■ Document text:
*-*-*

No Safe Level of Trans Fat
Pastry and fried food lovers beware: there is no level of trans fatty acids that is safe to consume, a report from the Institute of Medicine concluded.
The report is likely to lead the US Food and Drug Administration (FDA) to go ahead with stalled plans to order manufacturers to disclose the trans fatty acid content of foods on packaging.
An expert panel at the Institute of Medicine issued a detailed review of research into trans fatty acids, the class of fat found in abundance in stick margarine, hydrogenated vegetable shortening and foods that contain them.
Though the panel had the option to declare a safe upper limit of daily trans fatty acid consumption, it declined to do so. "It is recommended that trans fatty acid consumption be as low as possible while consuming a nutritionally adequate diet.
Trans fatty acids are known to increase blood levels of low density lipoprotein (LDL), so-called "bad" cholesterol, while lowering levels of high density lipoprotein (HDL), known as "good" cholesterol. A blood profile containing high LDL and low HDL is a strong risk factor for heart disease.
Trans fatty acids are common in foods containing shortening, including pastries and fried foods, and are found in lower levels in dairy products and meats.
FDA proposed ordering the labeling of trans fatty acid levels on food packages in 1999 but held off finalizing the regulation until the Institute of Medicine issued its report. The agency is likely to go ahead with a rule ordering the labeling, according to press reports.

*-*-*

■ Exercise data:
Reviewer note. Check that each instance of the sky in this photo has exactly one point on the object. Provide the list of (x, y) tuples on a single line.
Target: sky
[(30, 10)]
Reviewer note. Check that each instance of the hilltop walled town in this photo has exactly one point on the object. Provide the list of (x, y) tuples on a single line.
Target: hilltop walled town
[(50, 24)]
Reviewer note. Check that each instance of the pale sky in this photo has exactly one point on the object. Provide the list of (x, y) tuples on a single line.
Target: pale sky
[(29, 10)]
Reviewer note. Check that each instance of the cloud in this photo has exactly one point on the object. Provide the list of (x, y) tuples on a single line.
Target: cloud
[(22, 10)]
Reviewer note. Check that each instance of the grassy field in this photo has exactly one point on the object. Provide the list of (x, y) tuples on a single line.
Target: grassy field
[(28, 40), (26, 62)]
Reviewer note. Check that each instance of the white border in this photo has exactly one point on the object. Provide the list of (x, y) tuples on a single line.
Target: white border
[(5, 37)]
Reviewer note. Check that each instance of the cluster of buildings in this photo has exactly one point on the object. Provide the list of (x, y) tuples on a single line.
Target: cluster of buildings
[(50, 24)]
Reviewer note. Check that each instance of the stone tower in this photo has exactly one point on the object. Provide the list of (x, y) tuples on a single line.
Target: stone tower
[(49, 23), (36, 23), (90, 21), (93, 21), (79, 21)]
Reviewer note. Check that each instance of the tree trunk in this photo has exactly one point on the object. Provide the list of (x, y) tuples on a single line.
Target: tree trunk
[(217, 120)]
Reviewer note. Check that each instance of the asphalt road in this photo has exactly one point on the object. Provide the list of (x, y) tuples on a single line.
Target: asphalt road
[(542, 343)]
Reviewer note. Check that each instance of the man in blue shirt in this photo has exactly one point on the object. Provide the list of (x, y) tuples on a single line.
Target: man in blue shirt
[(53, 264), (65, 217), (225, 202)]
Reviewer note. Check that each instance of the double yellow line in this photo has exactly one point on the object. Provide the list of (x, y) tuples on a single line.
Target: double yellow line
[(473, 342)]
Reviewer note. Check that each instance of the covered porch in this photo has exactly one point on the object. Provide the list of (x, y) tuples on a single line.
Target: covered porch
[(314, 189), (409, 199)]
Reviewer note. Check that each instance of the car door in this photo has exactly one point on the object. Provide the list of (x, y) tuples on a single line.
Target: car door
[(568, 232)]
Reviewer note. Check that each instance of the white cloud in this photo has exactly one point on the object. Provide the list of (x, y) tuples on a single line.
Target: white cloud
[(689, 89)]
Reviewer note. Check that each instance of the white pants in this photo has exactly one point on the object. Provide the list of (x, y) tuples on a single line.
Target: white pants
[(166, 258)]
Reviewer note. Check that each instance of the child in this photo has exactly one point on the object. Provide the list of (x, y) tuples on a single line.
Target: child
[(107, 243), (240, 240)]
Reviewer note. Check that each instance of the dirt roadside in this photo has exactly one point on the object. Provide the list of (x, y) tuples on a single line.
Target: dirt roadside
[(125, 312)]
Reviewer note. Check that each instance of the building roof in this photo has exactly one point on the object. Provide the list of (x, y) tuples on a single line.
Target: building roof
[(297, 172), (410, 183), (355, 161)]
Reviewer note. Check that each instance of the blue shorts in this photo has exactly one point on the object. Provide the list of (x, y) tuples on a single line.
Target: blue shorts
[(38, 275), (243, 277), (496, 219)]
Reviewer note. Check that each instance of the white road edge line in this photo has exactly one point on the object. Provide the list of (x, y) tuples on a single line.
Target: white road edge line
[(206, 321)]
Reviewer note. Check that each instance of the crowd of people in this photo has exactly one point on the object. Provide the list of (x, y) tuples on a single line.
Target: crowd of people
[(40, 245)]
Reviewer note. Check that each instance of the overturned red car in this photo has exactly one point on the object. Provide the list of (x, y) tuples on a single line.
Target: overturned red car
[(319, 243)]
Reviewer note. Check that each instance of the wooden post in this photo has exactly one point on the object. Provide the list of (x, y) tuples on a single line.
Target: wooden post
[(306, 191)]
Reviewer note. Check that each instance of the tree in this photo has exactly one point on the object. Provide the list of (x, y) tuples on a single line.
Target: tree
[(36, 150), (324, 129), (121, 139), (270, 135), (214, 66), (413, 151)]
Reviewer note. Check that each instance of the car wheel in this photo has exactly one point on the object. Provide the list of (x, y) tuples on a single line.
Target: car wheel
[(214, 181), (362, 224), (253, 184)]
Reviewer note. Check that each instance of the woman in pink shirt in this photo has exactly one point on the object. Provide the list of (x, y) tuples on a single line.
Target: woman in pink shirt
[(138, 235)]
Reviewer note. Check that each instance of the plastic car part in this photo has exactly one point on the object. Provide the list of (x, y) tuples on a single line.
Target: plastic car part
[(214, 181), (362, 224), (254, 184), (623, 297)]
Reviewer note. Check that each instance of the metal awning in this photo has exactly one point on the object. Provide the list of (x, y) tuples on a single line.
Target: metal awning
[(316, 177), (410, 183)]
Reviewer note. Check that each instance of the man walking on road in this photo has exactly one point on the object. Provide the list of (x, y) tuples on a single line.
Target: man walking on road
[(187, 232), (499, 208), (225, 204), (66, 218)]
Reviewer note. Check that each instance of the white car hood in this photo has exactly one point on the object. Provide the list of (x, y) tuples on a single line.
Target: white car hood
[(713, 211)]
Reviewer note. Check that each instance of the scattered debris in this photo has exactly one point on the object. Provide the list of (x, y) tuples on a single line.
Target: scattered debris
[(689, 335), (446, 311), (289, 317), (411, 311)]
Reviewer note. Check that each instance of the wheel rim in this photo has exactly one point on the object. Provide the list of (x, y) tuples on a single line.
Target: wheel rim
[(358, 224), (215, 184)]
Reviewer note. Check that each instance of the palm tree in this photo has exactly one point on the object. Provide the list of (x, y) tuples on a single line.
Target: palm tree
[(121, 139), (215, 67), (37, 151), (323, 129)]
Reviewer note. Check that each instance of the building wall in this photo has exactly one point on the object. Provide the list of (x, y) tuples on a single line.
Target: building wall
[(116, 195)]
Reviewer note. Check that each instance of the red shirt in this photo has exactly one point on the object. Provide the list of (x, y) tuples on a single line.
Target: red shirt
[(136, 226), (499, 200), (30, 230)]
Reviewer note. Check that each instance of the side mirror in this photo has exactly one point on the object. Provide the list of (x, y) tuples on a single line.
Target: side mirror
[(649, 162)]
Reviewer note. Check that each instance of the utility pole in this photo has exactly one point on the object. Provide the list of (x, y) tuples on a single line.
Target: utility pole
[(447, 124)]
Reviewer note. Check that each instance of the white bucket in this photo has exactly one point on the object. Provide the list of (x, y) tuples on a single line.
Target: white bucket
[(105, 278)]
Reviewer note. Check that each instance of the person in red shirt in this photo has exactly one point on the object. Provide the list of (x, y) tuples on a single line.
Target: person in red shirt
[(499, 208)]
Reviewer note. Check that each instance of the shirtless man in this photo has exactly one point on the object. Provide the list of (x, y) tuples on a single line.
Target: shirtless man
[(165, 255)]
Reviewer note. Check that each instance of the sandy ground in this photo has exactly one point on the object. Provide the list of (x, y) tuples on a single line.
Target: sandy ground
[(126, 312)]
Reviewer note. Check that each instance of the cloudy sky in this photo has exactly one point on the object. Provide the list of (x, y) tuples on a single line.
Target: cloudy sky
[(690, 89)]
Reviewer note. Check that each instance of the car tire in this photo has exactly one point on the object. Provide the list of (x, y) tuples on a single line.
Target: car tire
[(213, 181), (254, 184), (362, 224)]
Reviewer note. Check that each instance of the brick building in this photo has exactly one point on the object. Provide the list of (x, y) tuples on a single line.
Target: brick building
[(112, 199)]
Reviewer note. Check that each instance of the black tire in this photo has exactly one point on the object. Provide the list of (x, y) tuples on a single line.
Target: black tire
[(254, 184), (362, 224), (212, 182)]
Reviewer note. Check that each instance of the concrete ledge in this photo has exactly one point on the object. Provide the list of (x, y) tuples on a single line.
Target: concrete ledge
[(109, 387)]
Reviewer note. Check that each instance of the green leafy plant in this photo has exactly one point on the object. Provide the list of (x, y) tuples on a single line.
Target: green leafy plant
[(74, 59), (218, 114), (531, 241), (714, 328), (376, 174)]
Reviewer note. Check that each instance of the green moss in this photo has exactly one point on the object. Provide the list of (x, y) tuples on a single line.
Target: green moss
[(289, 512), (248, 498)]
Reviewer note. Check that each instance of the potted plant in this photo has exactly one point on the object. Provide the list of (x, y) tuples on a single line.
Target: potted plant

*-*-*

■ Exercise details: Print the passage in the trans fat article from "Trans fatty acids are common" to "products and meats.".

■ Response to the exercise:
Trans fatty acids are common in foods containing shortening, including pastries and fried foods, and are found in lower levels in dairy products and meats.